■ **TEXT SECTION**
I have made myself available pretty much anytime the kids’ mother needed someone to watch them, for example, picking them up at school or bringing them to their doctors’ appointments.
The problem is there is no discipline, only yelling and swearing. During the school year I was responsible for getting them to the bus stop. Just this half-hour chore could be immensely stressful. For example, the 11-year-old would physically attack her 10-year-old brother, or they refuse to wear proper winter clothing after being instructed by their mother as to what was necessary. Anytime I am in a childcare role there are problems with obedience.
My husband hates their behavior and believes that they should “have their asses tanned.” Even though they call him Grandpa, he doesn’t consider them his grandchildren. He was raised that if there is no blood line, it’s not a relation. I, however, LOVE them. My husband does allow me to try to care for them, but every time I do, I come home frustrated and his response is, “you asked for it.”
Please tell me there is hope for them/us.
As I think about your situation, a quote by the poet William Butler Yates comes to mind: “Too many things are occurring for even a big heart to hold.” And you, dear lady, have a very big heart. Here you are, with very little help and support, trying to do good things for your son’s partner’s children, who are a handful. I can only imagine how frustrated and isolated you must feel.

Coordinate annotation lines
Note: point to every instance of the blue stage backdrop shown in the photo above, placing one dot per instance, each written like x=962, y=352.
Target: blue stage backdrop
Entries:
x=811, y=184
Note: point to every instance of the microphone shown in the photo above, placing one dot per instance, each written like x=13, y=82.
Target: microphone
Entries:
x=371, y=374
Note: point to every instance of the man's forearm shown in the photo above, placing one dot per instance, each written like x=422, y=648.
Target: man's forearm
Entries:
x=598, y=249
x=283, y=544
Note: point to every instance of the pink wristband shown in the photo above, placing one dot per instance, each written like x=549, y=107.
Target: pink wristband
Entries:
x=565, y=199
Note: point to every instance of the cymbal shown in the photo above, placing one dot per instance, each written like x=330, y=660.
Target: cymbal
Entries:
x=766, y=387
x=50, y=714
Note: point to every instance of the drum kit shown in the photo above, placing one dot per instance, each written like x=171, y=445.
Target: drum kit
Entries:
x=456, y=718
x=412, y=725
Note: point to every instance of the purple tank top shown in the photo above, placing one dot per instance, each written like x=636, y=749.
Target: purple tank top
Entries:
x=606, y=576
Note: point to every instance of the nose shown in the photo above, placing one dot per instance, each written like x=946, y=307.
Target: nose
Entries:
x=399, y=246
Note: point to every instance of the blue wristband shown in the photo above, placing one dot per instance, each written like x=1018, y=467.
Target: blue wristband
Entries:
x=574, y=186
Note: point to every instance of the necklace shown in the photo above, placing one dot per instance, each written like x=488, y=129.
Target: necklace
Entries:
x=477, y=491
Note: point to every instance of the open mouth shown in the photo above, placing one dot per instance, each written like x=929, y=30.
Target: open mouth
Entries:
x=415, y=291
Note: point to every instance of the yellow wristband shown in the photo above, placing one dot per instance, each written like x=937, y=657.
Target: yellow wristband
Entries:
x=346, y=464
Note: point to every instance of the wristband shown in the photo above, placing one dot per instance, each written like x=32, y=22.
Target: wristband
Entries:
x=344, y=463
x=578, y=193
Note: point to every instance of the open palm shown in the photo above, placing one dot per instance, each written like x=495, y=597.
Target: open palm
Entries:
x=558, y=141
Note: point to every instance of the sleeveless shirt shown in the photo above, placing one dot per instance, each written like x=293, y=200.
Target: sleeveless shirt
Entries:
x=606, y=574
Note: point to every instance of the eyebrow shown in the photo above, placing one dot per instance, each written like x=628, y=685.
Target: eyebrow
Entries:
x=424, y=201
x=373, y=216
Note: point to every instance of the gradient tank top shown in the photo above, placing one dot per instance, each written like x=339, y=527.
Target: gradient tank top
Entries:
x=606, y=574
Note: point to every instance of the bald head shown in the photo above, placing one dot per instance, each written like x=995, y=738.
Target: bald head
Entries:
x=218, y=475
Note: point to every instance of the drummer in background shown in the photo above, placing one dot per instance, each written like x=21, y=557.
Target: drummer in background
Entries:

■ **TASKS FOR THIS EXERCISE**
- A) Please reproduce the part of the passage on caring for the children that opens with the words containing "My husband hates" and closes with "you must feel.".
- B) Write the next part of the passage on caring for the children, picking up from its last sentence.

■ **EXERCISE RESULTS**
- A)
My husband hates their behavior and believes that they should “have their asses tanned.” Even though they call him Grandpa, he doesn’t consider them his grandchildren. He was raised that if there is no blood line, it’s not a relation. I, however, LOVE them. My husband does allow me to try to care for them, but every time I do, I come home frustrated and his response is, “you asked for it.”
Please tell me there is hope for them/us.
As I think about your situation, a quote by the poet William Butler Yates comes to mind: “Too many things are occurring for even a big heart to hold.” And you, dear lady, have a very big heart. Here you are, with very little help and support, trying to do good things for your son’s partner’s children, who are a handful. I can only imagine how frustrated and isolated you must feel.

- B)
If I may, I want to remind you of the fact that your son and his partner have these two kids who are acting out inappropriately – this is their problem, not yours. But because of that big heart of yours, it sounds like you feel you must endure and accept circumstances that run counter to what is best for your own health and well-being.
Interact on your terms
That said, the first thing I think you need to do is be clear about your primary intention – that is, what is your desired outcome regarding this situation? I want to suggest that a healthy and realistic goal might be: You want to keep a connection with these two children you consider your grandchildren, and be a helpful resource to their mother and your son, but on your terms.
Let me explain what I mean by on your terms. I suggest that you need to be clear with your son and his partner about what is acceptable to you and what is unacceptable regarding your involvement with the two children. For example, if getting the kids on the bus in the morning is more than you care to handle, tell them that if the kids continue to misbehave, you will no longer be available to help out with this chore.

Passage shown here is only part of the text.